Set exercise
Reproduce every entry below precisely. Pictures are excluded from the copy.

+++ Source records +++

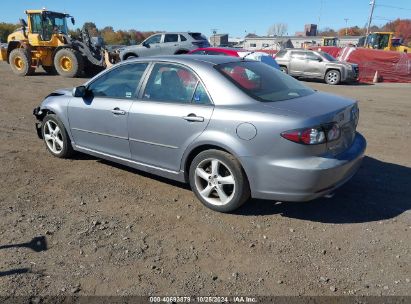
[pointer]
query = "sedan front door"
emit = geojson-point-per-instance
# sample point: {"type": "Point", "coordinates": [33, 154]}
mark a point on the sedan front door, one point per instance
{"type": "Point", "coordinates": [98, 121]}
{"type": "Point", "coordinates": [173, 110]}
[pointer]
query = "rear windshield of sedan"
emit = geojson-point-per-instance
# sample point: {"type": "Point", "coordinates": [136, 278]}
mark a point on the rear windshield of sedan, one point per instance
{"type": "Point", "coordinates": [198, 36]}
{"type": "Point", "coordinates": [263, 82]}
{"type": "Point", "coordinates": [328, 56]}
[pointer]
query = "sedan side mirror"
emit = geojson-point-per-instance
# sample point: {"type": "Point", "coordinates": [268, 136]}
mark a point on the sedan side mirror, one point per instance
{"type": "Point", "coordinates": [79, 91]}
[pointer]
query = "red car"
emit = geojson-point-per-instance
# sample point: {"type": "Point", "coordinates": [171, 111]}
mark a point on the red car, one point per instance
{"type": "Point", "coordinates": [260, 56]}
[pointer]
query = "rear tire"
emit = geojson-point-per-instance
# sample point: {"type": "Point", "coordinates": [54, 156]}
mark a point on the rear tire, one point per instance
{"type": "Point", "coordinates": [219, 181]}
{"type": "Point", "coordinates": [68, 63]}
{"type": "Point", "coordinates": [20, 62]}
{"type": "Point", "coordinates": [332, 77]}
{"type": "Point", "coordinates": [55, 137]}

+++

Reply to the exercise
[pointer]
query = "sedan front door"
emit = geojson-point-per-instance
# sample point: {"type": "Point", "coordinates": [33, 154]}
mark a point on the sedan front door, one point per instance
{"type": "Point", "coordinates": [98, 121]}
{"type": "Point", "coordinates": [173, 110]}
[pointer]
query = "rear windshield of sedan"
emit = geojson-point-per-instance
# sample point: {"type": "Point", "coordinates": [136, 278]}
mark a point on the rear windshield of sedan, one point per instance
{"type": "Point", "coordinates": [198, 36]}
{"type": "Point", "coordinates": [263, 82]}
{"type": "Point", "coordinates": [328, 56]}
[pointer]
query = "sedan side mirror"
emit = geojson-point-per-instance
# sample point: {"type": "Point", "coordinates": [268, 136]}
mark a point on the sedan side mirror, one point per instance
{"type": "Point", "coordinates": [79, 91]}
[pointer]
query = "red car"
emit = geojson-point-per-instance
# sample point: {"type": "Point", "coordinates": [171, 111]}
mark a point on the red car, one point per instance
{"type": "Point", "coordinates": [260, 56]}
[pointer]
query = "rear tire"
emit = geojson-point-per-instance
# sample point: {"type": "Point", "coordinates": [54, 156]}
mark a point on the rear tire, one point per instance
{"type": "Point", "coordinates": [219, 181]}
{"type": "Point", "coordinates": [68, 63]}
{"type": "Point", "coordinates": [20, 62]}
{"type": "Point", "coordinates": [332, 77]}
{"type": "Point", "coordinates": [55, 137]}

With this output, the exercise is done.